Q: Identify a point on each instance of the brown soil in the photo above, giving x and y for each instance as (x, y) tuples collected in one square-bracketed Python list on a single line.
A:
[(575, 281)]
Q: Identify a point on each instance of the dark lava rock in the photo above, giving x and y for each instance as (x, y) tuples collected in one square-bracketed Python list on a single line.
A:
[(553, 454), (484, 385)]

==

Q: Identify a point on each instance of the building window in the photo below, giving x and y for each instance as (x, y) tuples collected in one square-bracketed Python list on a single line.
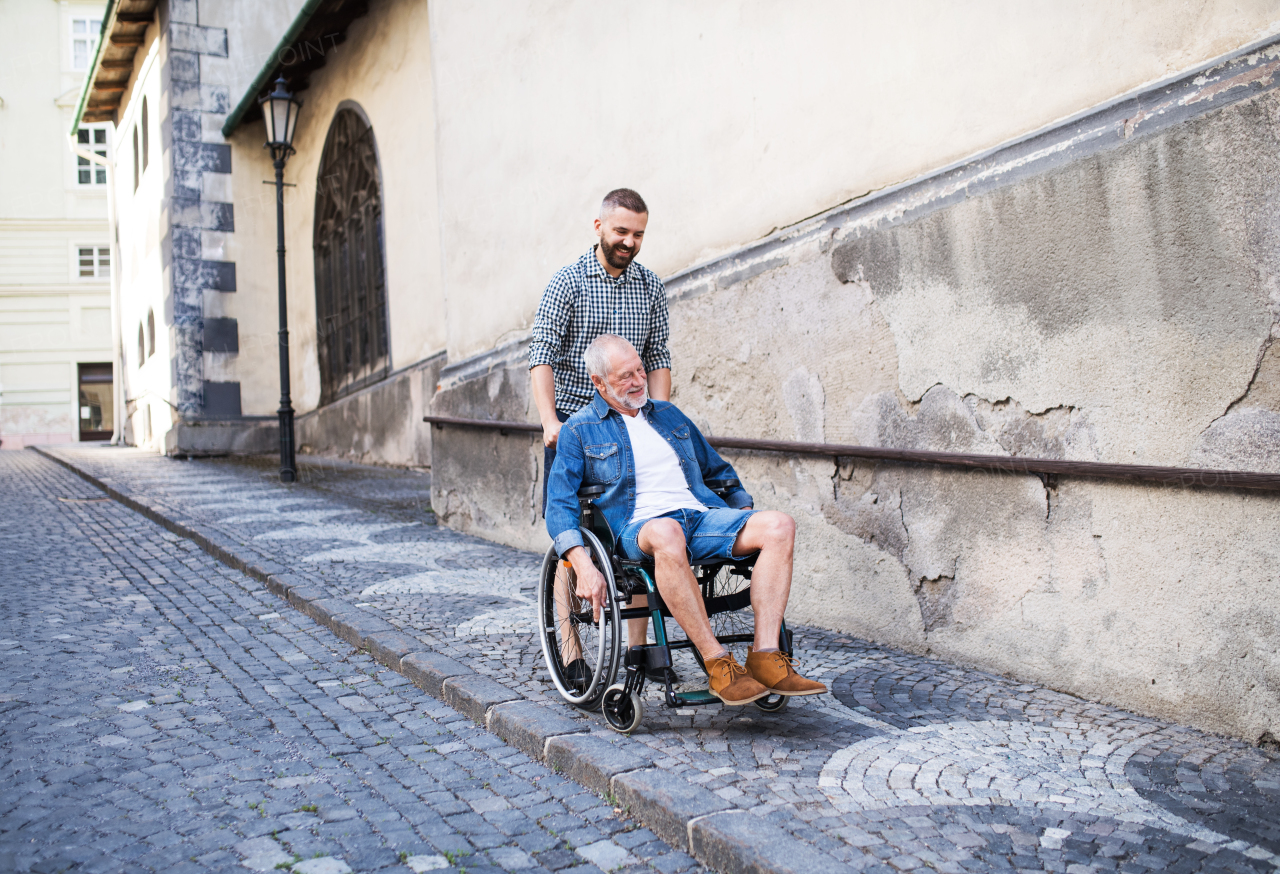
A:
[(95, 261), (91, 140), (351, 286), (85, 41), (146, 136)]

* * *

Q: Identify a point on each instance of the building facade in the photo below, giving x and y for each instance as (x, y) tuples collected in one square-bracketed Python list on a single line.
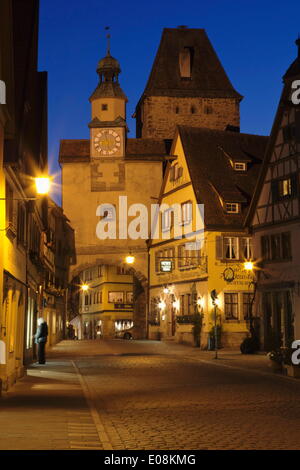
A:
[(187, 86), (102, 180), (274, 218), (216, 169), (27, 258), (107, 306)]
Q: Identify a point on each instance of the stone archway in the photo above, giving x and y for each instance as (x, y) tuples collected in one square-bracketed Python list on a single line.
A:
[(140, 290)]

Task requirements
Every line above in which the word "below" occurs is to be copied.

Response box
Q: Identify a point on each instance of the building window in the photo below, giving x and y for each instance as (x, y) tuples collected in one square-bracketed Python list on a single line.
Q: Identify a point on each instance of the building facade in the photo below, giving x and y for each instance as (x, y) tuples collected in one square-bracketed Python list on a single line.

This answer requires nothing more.